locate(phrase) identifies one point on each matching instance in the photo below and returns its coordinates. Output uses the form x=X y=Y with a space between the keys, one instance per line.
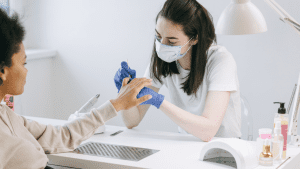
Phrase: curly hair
x=11 y=36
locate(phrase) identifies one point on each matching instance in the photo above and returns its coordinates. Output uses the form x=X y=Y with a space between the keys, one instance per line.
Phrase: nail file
x=120 y=131
x=114 y=151
x=129 y=74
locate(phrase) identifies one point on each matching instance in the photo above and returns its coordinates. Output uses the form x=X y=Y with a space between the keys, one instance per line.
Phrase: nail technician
x=23 y=143
x=201 y=76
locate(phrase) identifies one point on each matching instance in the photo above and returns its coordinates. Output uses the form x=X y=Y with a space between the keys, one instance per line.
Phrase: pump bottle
x=283 y=118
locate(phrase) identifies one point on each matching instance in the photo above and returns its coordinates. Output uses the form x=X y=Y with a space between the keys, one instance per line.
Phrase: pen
x=88 y=105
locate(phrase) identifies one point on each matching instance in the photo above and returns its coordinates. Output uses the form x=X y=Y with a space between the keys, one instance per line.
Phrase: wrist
x=158 y=100
x=115 y=104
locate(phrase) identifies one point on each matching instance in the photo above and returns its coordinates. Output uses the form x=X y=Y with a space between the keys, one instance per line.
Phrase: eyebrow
x=167 y=37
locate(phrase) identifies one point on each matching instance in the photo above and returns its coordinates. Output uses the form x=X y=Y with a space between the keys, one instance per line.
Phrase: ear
x=195 y=40
x=4 y=73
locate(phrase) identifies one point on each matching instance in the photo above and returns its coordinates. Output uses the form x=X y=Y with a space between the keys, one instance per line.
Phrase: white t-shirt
x=220 y=75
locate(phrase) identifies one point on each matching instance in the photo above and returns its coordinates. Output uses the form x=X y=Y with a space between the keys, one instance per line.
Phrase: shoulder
x=217 y=55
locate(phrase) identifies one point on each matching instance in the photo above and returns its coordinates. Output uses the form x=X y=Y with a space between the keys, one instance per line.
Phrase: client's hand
x=123 y=72
x=127 y=97
x=156 y=99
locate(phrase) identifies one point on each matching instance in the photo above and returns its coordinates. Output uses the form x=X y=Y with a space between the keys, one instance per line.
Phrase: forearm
x=198 y=126
x=131 y=117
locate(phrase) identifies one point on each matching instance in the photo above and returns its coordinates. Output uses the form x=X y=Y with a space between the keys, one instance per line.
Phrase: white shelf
x=39 y=53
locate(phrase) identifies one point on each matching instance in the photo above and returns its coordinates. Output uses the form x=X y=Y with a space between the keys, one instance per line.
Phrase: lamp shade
x=241 y=17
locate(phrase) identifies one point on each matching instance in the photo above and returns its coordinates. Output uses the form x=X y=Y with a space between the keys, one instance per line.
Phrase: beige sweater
x=23 y=142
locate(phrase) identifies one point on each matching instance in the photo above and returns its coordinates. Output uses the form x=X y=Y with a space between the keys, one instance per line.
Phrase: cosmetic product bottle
x=277 y=143
x=263 y=134
x=284 y=118
x=266 y=157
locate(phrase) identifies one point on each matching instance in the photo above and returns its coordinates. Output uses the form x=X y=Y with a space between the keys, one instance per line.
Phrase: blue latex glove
x=122 y=73
x=156 y=99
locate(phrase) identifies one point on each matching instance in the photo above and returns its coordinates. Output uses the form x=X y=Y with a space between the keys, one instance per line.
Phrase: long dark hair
x=11 y=36
x=195 y=20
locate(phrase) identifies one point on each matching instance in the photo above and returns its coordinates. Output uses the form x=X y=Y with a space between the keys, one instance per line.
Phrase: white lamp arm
x=284 y=16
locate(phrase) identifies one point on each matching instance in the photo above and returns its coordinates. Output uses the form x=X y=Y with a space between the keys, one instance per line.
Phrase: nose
x=163 y=41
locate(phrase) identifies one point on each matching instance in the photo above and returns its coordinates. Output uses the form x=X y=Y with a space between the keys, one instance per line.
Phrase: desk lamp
x=242 y=17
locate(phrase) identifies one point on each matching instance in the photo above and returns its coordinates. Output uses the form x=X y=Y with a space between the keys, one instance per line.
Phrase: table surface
x=176 y=150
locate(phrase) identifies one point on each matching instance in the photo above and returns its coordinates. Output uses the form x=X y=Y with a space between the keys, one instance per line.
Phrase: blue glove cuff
x=158 y=100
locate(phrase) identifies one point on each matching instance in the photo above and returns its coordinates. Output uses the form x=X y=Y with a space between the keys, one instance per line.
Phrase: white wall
x=92 y=38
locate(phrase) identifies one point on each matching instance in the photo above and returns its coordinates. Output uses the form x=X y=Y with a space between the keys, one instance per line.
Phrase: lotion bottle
x=283 y=118
x=266 y=157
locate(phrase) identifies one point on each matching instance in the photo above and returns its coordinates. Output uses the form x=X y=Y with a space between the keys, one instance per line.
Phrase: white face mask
x=169 y=53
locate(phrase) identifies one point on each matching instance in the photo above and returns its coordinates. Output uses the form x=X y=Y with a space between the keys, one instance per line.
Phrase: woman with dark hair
x=187 y=60
x=23 y=142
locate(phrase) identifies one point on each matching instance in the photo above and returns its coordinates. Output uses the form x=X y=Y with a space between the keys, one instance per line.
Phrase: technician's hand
x=127 y=97
x=156 y=100
x=123 y=72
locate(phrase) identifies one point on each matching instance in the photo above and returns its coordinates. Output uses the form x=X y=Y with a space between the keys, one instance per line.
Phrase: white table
x=176 y=150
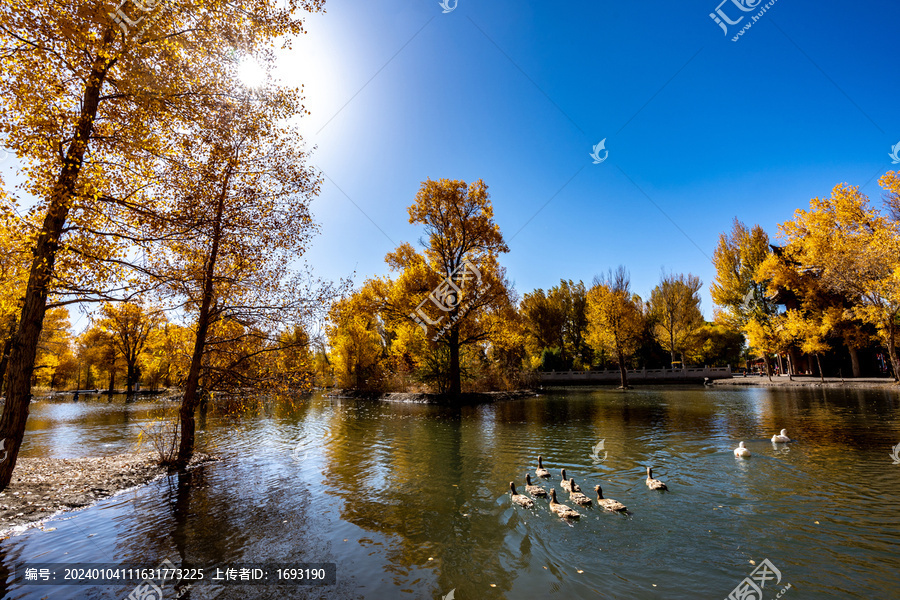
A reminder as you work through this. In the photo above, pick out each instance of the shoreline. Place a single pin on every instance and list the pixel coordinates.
(810, 381)
(42, 488)
(467, 398)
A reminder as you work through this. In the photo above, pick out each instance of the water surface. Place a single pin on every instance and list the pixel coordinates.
(410, 501)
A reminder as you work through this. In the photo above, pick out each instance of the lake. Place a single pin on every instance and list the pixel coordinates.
(410, 501)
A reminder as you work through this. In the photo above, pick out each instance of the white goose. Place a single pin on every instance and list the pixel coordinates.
(566, 484)
(781, 438)
(654, 484)
(608, 503)
(541, 471)
(562, 510)
(534, 490)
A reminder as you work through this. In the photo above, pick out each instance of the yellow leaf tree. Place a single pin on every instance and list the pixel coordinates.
(675, 311)
(854, 250)
(87, 100)
(615, 318)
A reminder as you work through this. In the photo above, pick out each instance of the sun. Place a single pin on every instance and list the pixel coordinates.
(251, 73)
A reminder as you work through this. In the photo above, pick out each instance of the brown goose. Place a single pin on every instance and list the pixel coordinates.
(541, 471)
(561, 509)
(566, 483)
(578, 497)
(517, 498)
(534, 490)
(654, 484)
(608, 503)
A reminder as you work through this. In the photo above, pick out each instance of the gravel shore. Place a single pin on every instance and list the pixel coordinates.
(43, 487)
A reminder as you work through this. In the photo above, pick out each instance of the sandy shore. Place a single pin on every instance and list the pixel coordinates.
(43, 487)
(806, 381)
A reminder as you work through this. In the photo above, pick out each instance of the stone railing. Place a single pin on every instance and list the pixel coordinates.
(689, 373)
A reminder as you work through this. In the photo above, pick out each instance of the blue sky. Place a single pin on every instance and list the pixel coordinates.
(699, 129)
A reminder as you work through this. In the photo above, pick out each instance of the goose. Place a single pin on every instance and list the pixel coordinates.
(654, 484)
(741, 452)
(541, 471)
(518, 498)
(566, 483)
(578, 497)
(608, 503)
(781, 438)
(534, 490)
(561, 509)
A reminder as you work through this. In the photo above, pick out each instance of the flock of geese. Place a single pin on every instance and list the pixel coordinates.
(577, 496)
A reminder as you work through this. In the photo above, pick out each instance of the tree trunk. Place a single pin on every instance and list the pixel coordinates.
(191, 397)
(34, 305)
(455, 387)
(854, 360)
(623, 372)
(7, 345)
(129, 380)
(892, 349)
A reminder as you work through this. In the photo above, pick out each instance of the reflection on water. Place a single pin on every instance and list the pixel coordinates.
(410, 500)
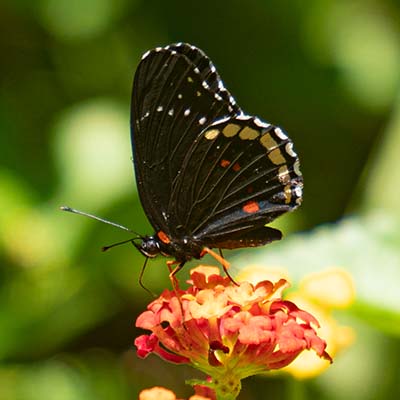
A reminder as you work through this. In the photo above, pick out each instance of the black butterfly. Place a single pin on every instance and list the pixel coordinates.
(208, 175)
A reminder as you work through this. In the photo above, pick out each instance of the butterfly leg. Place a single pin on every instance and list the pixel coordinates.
(225, 264)
(174, 271)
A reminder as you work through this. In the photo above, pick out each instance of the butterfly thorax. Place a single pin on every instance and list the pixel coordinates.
(182, 249)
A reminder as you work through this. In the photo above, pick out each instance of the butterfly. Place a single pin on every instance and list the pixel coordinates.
(208, 175)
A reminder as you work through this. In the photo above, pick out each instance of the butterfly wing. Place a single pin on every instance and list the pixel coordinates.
(239, 174)
(176, 93)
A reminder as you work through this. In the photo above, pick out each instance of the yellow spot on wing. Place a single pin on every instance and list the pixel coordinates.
(288, 193)
(248, 133)
(283, 174)
(211, 134)
(231, 130)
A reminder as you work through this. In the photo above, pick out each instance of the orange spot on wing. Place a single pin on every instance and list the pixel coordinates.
(224, 163)
(163, 237)
(236, 167)
(251, 207)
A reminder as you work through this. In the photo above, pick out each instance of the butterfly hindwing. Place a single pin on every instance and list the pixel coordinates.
(239, 174)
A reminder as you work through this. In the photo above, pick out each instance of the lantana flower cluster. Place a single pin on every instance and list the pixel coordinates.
(229, 331)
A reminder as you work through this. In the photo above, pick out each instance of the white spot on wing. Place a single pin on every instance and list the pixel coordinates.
(280, 134)
(243, 117)
(260, 123)
(145, 54)
(298, 191)
(289, 149)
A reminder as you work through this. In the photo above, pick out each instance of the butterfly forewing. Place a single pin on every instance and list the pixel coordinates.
(176, 93)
--------------------
▶ Assignment
An exact copy of the lines from the one containing "the yellow spot" through the end of the entries is required, and nothing beyond them.

▶ Task result
A reminder as you work through this. In the photo above, pick out each instance of the yellow spot on wing. Place a single pin on every instance and list the pixel coordinates.
(288, 193)
(248, 133)
(283, 174)
(211, 134)
(231, 130)
A reminder as you work through this. In the photo above, pick out each instance of the orange spot on wing. Place a single pin on every instance and list the pixel coordinates.
(224, 163)
(163, 237)
(236, 167)
(251, 207)
A reminder as you work through this. In the photo above, pick out each instance of the butterfly hindwing. Place a single pin on every instance and list the pixel coordinates.
(239, 174)
A reminder as you work through this. In the photo above, pick out each instance of the lantana flower cluster. Place a single pin on every instance and list the pixel coordinates.
(229, 331)
A reminder as you work through this. In the photo above, pick out each instance of the white spot on wing. Place a single pin on every instance and list the pixel coordinates.
(280, 134)
(243, 117)
(260, 123)
(145, 54)
(298, 191)
(289, 149)
A reminder as you work through this. In the photo above, pick out each instance of the butterfly forewing. Place a single pin on every instance and list the pixel coordinates.
(176, 93)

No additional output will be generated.